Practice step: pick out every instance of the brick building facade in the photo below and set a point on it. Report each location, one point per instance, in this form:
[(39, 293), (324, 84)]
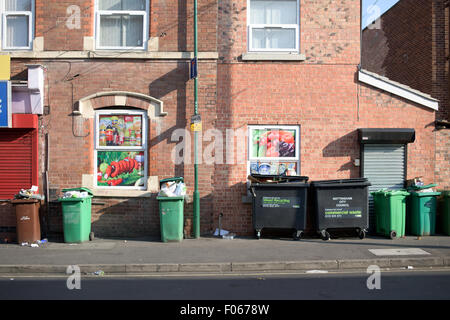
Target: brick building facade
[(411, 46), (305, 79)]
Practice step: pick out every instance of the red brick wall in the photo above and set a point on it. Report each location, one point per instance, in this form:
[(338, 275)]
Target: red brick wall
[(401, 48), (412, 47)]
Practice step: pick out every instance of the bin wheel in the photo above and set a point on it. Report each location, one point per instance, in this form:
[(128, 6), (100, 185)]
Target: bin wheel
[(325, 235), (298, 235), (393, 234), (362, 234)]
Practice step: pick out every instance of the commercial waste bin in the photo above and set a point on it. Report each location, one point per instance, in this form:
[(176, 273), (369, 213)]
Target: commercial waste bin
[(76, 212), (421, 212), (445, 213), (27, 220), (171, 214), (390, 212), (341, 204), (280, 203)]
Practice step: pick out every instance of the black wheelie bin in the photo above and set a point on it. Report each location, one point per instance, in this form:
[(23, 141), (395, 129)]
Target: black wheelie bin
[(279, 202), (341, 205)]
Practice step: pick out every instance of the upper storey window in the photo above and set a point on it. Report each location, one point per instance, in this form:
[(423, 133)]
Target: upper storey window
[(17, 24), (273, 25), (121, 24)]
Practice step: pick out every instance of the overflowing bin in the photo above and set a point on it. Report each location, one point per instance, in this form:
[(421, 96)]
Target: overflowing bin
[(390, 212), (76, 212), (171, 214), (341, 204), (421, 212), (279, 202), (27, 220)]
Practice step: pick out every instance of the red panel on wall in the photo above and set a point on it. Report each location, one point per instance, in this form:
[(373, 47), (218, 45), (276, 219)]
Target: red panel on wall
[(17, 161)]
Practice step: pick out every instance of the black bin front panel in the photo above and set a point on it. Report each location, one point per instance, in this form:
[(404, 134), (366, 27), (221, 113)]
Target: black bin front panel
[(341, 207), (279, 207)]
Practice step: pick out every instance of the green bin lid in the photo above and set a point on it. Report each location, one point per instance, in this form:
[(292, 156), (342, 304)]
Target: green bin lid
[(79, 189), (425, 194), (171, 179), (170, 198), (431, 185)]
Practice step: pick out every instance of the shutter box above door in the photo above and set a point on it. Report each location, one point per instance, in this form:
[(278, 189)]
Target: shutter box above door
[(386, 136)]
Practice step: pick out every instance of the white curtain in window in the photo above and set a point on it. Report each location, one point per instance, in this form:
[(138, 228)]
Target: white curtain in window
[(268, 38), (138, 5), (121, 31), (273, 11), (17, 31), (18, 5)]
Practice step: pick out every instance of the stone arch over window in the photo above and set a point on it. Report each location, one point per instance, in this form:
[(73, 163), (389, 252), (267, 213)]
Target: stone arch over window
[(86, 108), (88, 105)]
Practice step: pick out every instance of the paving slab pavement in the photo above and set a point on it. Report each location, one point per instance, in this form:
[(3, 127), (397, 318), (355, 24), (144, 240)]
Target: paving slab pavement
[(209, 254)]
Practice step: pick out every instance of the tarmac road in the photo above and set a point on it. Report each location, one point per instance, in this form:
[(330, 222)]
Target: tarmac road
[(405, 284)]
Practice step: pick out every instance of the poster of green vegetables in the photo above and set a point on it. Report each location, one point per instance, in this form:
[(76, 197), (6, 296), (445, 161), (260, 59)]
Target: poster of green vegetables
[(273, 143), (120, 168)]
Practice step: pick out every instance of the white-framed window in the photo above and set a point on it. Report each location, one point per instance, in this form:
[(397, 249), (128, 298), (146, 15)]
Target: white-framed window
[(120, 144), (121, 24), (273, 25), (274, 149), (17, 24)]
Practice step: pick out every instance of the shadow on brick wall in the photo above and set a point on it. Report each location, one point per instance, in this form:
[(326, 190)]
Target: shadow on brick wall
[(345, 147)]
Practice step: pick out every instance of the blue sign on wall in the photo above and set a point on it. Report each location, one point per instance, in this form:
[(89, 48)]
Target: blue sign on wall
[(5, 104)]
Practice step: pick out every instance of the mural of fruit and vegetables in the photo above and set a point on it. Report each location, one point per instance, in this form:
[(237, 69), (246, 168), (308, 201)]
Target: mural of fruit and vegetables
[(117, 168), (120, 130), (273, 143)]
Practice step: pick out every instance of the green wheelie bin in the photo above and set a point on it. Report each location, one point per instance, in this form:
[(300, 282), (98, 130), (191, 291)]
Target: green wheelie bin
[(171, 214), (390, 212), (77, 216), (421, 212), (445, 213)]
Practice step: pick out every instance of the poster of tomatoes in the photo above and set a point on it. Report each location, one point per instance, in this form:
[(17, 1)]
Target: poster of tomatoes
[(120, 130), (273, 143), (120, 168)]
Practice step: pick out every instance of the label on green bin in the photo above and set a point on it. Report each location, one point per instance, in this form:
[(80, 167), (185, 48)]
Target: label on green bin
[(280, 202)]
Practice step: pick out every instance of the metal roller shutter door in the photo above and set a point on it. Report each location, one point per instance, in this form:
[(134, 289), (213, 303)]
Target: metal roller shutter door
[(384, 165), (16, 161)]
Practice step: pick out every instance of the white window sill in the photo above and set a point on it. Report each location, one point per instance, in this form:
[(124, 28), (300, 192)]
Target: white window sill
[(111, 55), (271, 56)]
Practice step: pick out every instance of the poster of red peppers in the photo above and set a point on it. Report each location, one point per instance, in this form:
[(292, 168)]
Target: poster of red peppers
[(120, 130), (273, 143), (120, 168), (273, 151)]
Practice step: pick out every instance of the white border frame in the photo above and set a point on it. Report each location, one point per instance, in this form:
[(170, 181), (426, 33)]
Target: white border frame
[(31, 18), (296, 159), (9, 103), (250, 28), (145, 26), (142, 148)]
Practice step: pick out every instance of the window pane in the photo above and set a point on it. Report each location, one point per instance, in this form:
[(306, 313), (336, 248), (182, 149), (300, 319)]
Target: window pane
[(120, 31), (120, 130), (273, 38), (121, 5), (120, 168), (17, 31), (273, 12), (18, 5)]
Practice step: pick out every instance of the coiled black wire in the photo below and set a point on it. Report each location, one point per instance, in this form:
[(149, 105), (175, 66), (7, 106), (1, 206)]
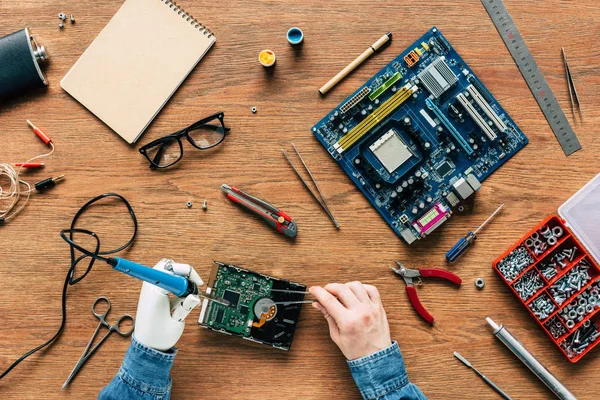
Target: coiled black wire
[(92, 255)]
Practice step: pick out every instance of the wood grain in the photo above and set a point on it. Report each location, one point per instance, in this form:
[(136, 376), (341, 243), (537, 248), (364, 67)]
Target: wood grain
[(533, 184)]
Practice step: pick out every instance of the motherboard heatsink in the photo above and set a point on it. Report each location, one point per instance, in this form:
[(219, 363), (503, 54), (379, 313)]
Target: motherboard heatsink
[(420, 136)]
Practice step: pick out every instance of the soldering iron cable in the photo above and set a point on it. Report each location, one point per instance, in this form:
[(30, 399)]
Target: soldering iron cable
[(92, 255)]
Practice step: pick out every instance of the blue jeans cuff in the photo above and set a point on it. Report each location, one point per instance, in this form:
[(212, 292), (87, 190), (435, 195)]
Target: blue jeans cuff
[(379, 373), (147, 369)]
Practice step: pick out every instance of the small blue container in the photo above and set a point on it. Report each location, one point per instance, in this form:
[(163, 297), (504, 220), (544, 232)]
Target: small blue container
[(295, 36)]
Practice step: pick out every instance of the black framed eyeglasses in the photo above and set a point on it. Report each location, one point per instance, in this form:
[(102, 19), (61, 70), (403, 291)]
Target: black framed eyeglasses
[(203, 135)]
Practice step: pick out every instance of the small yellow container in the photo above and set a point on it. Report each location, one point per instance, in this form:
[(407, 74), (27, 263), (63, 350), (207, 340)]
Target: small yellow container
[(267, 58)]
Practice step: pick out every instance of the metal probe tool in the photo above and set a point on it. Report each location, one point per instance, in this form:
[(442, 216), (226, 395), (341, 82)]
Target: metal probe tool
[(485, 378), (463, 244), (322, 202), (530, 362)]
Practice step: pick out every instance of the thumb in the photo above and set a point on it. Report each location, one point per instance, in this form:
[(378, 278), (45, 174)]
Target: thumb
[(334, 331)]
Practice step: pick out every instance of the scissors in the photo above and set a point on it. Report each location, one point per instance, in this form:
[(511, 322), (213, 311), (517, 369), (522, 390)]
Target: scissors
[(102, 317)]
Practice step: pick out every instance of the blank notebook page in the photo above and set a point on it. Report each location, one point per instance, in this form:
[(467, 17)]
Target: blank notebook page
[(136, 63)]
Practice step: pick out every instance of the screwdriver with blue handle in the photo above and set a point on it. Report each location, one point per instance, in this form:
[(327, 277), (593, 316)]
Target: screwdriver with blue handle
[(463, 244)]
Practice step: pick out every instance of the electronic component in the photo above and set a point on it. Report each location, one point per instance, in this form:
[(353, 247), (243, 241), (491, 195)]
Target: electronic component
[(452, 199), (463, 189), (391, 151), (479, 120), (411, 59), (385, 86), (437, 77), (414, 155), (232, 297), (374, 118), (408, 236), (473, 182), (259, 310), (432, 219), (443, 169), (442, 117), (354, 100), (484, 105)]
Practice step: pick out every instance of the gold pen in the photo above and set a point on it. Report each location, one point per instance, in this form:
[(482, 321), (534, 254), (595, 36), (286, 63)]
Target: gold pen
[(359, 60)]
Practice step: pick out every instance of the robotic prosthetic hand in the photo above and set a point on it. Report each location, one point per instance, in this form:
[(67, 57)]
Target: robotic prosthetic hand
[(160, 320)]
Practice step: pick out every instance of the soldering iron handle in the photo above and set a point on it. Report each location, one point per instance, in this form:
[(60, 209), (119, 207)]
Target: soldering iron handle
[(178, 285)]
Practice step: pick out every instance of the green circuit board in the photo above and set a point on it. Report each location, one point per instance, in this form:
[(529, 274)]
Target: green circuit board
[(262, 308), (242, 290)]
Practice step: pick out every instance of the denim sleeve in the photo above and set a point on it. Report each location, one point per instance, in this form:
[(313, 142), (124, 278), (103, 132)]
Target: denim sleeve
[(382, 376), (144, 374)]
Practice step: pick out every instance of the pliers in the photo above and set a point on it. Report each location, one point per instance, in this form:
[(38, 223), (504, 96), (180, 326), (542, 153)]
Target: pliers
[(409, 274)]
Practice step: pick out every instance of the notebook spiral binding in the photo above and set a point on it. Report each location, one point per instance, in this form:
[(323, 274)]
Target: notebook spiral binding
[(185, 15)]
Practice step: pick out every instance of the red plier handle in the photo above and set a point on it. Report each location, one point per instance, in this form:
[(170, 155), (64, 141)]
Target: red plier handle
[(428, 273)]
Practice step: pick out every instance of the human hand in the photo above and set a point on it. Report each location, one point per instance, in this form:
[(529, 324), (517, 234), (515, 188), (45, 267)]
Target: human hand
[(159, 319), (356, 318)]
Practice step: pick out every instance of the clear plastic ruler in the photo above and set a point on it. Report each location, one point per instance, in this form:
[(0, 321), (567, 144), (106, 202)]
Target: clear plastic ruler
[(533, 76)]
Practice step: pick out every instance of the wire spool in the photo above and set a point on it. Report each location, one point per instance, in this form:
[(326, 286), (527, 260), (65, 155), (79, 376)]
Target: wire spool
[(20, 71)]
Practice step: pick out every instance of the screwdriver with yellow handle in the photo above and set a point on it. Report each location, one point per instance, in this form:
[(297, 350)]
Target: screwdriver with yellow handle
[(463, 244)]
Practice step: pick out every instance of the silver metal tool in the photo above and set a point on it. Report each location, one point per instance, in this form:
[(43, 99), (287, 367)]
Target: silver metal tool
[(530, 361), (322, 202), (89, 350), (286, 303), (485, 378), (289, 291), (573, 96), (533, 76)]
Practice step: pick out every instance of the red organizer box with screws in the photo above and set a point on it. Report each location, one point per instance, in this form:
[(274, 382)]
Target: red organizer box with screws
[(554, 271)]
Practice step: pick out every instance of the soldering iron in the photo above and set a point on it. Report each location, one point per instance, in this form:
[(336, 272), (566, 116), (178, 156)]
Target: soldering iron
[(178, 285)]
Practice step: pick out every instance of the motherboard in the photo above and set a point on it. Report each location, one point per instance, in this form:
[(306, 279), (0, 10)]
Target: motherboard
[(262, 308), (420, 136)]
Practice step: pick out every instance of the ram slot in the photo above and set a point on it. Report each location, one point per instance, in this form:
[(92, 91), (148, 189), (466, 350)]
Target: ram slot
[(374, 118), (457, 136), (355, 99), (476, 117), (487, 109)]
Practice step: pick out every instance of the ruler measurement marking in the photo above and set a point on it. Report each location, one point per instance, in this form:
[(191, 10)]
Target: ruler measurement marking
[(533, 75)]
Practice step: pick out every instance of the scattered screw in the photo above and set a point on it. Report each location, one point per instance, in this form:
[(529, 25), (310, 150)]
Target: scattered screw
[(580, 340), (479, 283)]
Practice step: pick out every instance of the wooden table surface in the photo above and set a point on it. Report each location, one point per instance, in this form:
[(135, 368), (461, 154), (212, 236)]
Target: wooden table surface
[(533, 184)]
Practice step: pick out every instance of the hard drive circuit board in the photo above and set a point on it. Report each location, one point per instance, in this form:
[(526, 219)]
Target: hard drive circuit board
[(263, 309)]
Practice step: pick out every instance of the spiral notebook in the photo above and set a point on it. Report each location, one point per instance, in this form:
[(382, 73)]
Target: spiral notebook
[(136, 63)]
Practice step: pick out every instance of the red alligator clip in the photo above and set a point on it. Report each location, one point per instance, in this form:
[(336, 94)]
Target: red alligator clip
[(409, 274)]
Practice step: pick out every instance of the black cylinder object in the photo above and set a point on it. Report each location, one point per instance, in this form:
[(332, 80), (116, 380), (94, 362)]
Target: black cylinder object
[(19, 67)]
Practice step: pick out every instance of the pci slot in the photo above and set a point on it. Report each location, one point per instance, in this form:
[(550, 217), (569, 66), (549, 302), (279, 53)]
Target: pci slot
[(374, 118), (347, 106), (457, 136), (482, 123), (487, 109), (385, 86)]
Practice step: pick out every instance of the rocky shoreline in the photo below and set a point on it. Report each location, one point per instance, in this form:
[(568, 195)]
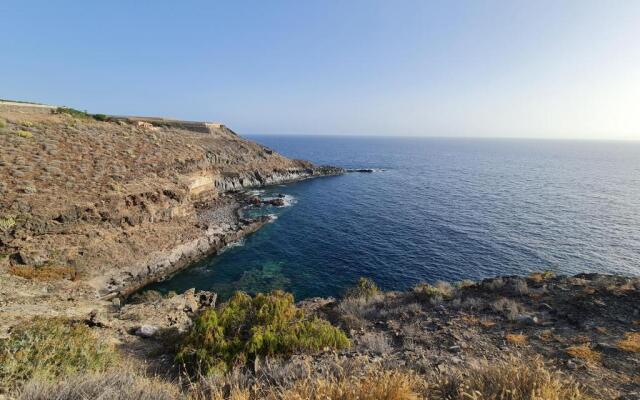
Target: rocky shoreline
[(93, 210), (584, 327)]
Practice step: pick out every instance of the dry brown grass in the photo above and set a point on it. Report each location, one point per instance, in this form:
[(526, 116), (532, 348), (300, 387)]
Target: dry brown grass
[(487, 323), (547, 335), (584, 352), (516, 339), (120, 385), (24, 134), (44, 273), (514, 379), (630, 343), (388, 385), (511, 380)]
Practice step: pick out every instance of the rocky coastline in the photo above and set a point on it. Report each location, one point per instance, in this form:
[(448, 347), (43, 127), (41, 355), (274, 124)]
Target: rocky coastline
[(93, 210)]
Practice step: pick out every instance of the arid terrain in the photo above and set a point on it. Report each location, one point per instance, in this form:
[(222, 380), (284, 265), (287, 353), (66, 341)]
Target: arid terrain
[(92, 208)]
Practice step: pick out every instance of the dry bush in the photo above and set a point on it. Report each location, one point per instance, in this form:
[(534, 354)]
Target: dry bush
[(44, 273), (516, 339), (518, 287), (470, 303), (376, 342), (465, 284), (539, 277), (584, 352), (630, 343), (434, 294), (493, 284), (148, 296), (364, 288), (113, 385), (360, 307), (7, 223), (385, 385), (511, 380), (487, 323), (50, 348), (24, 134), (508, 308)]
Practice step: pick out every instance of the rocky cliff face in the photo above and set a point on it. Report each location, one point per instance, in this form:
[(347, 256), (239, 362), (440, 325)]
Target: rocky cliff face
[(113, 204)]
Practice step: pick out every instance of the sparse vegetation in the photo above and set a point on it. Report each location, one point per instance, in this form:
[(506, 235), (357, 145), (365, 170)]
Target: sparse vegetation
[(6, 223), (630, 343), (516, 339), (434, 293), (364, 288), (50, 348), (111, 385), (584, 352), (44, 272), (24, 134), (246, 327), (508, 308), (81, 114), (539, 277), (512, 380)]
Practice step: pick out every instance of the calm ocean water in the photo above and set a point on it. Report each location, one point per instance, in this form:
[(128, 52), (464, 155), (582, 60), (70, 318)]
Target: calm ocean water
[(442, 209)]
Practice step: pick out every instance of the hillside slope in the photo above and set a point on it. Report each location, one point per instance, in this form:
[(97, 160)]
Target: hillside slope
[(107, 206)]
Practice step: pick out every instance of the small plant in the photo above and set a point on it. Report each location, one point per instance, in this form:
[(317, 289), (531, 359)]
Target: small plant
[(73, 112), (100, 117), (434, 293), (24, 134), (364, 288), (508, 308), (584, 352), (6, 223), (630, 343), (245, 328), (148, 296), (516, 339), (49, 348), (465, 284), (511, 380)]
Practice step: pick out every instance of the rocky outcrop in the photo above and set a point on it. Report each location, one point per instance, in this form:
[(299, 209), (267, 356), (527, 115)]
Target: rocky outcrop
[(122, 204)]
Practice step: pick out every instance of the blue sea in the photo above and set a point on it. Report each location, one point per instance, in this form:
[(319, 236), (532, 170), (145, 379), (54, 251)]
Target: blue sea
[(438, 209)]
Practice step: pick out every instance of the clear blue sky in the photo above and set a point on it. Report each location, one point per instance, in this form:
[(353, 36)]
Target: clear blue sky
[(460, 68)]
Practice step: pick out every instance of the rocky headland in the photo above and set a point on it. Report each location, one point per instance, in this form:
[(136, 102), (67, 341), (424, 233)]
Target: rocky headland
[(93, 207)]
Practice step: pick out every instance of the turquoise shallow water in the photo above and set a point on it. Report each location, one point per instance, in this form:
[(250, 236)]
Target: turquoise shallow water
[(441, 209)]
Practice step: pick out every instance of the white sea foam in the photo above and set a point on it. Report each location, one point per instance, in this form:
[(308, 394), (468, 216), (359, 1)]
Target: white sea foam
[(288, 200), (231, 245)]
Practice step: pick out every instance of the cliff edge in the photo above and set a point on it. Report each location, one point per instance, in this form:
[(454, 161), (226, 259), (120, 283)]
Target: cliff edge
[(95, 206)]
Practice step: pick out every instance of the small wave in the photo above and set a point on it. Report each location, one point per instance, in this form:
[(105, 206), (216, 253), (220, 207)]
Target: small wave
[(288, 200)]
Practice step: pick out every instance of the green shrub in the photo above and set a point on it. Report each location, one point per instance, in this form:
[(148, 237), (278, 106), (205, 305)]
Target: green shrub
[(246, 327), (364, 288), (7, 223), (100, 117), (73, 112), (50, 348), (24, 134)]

******

=== What the exercise asks ===
Reproduce the rows above verbatim, from the line with "Practice step: pick out every instance of the sparse" up to and including the line with "284), (511, 380)]".

=== The solution ===
Practice step: pick out every instance of the sparse vegetation in the photo above and set a point on it. Report each location, one point per instance, in this form:
[(506, 235), (357, 145), (365, 170)]
Target: sparse vegetation
[(6, 223), (630, 343), (516, 339), (434, 293), (364, 288), (50, 348), (111, 385), (584, 352), (44, 272), (24, 134), (246, 327), (508, 308), (81, 114), (539, 277), (512, 380)]
Practice step: pick out every instance of the calm ocean water in the photo above and set a point on it. Report each location, one point per instance, in this form:
[(128, 52), (464, 155), (582, 60), (70, 318)]
Target: calm ocean water
[(442, 209)]
Practice step: pick out every instance of the hillside slope in the photo above and set a point on it. Report each location, one point per instance, in this form:
[(97, 160)]
Target: hillside slope
[(107, 206)]
Practice step: pick out every instance of the small plant in the photo above and set a point on it. Report each location, one point per instance, in this form:
[(317, 289), (531, 359)]
Target: small plant
[(73, 112), (100, 117), (434, 293), (24, 134), (364, 288), (508, 308), (584, 352), (6, 223), (630, 343), (245, 328), (148, 296), (516, 339), (49, 348), (465, 284), (511, 380)]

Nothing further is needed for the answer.